- _Text for analysis_:
= Beginning of Section =

What Good Is Awareness if Mental Health Care Is Still Out of Reach?
- Heal the System

- May 29
- 3 min read
Updated: Jul 16
Every May, insurance companies roll out the marketing: mental health matters. But behind the awareness campaigns and event sponsorships for Mental Health Awareness Month is a harder truth — the same companies promoting access are often the ones making it harder to get care.
Insurance companies seem to have the answer. They have whole ad campaigns designed around it. North Carolina needs more trained therapists and psychiatrists – only then will mental health care be accessible to patients. It’s certainly part of the issue – there is no doubt we need more trained mental health professionals, especially for children. But that’s not the whole story and in fact, takes the focus off what the health plans are not doing. The best part – health plans don’t need any special funding or laws to make mental health care more affordable. It’s already law.
Health plans have several legal obligations to provide mental health care coverage to patients. It was not until fairly recently that most health insurance plans were required to cover mental health benefits and treat mental health benefits the same as other covered health services including how provider reimbursement rates are determined, prior authorization practices, network design, and utilization management practices to determine if a service is approved.
Despite these legal requirements, state enforcement is lax, and insurers continue to sidestep the law – especially in North Carolina, where there are significant discrepancies for in-network coverage and provider reimbursement rates compared to other medical professionals. Health plans have fought hard against recent federal rules that provide greater enforcement of these standards, likely because it will result in higher rates for clinicians, more care authorized, and greater transparency on how our dollars are being used on our own healthcare.
But let’s take the bait laid out by health plans: don’t we need more mental health providers?
What health plans are not telling patients is that high rates of mental health professionals do not take any insurance. In fact, a recent national survey shows a third of psychologists don’t accept insurance despite many of them previously doing so. The reasons mental health professionals choose not to take insurance are straightforward and well documented: reimbursement rates are low, administrative burdens high, and too many times the insurer puts barriers between a highly trained professional and their patient. The insurance company may question the treatment plan – often decided upon between the clinician and the patient – deny claims, or delay payments to providers.

= End of Section =

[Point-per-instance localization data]
= Beginning of Section =

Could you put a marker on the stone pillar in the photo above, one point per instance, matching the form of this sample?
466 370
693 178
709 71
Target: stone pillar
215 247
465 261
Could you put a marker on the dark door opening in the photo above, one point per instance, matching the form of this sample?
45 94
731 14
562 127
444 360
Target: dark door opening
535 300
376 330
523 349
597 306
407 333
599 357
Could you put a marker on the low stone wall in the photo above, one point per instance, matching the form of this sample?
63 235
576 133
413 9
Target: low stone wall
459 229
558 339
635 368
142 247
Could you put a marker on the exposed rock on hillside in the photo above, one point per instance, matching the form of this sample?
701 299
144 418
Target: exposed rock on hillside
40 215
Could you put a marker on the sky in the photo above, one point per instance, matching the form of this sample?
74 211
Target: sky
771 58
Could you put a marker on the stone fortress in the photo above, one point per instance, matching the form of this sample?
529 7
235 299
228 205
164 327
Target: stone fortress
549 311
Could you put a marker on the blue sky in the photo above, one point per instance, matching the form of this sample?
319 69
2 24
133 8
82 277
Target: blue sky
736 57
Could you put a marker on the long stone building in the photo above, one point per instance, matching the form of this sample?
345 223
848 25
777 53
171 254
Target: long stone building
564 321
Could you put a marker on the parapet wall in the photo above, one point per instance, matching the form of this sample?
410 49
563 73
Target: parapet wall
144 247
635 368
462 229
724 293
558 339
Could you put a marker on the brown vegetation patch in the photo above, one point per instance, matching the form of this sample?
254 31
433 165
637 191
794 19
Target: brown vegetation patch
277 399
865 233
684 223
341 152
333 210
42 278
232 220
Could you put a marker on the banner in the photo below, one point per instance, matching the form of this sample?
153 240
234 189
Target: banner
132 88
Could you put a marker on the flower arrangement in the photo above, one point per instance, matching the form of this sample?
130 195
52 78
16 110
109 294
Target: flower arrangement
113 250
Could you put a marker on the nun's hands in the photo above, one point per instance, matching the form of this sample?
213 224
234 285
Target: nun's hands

= End of Section =

- _Problems to work on_:
• 1. Answer the following questions using the article on insurance and mental health care.
(a) In which month do insurance companies roll out marketing saying that mental health matters?
(b) What share of psychologists does a recent national survey show do not accept insurance?
(c) In which state does the article report significant discrepancies in in-network coverage and provider reimbursement rates?
• 2. Extract the passage from the article on insurance and mental health care, starting at "Despite these legal" up to and including "mental health providers?", reproducing the wording without alteration.

- _Solutions to each task_:
• 1.
(a) May
(b) A third
(c) North Carolina

• 2.
Despite these legal requirements, state enforcement is lax, and insurers continue to sidestep the law – especially in North Carolina, where there are significant discrepancies for in-network coverage and provider reimbursement rates compared to other medical professionals. Health plans have fought hard against recent federal rules that provide greater enforcement of these standards, likely because it will result in higher rates for clinicians, more care authorized, and greater transparency on how our dollars are being used on our own healthcare.
But let’s take the bait laid out by health plans: don’t we need more mental health providers?